> TASK TO CARRY OUT
The reply is to contain the full listing, repeated exactly, with pictures left out.

╔══

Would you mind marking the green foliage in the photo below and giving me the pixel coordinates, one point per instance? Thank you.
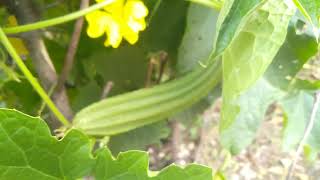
(32, 153)
(311, 10)
(197, 42)
(139, 138)
(230, 18)
(133, 165)
(257, 46)
(243, 65)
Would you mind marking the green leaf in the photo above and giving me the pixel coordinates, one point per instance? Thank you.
(300, 45)
(298, 48)
(250, 53)
(30, 152)
(311, 10)
(297, 108)
(197, 42)
(138, 139)
(133, 165)
(231, 15)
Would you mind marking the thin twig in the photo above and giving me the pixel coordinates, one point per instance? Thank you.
(72, 49)
(305, 135)
(25, 11)
(106, 90)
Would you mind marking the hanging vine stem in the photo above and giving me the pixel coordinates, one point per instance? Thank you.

╚══

> ANSWER BELOW
Would you mind marking the green foliage in the photo below and giving me the pixel coordinates, one point per instance? Thank you.
(32, 153)
(311, 10)
(197, 42)
(139, 138)
(230, 18)
(133, 165)
(257, 46)
(243, 65)
Would you mind marking the green leaf in the photo above and giving me the pixel coordinates, one point per instance? Thank you.
(300, 45)
(298, 48)
(250, 53)
(30, 152)
(311, 10)
(297, 108)
(197, 42)
(138, 139)
(133, 165)
(231, 15)
Would you mind marking the thin twig in the photo above and giving me the pixel coordinates, one point per instance? Thank you.
(72, 49)
(305, 135)
(25, 11)
(106, 90)
Would you mind marking the hanging vine stem in the photo above and giving me the pixel coordinates, one point per instance? Thank you.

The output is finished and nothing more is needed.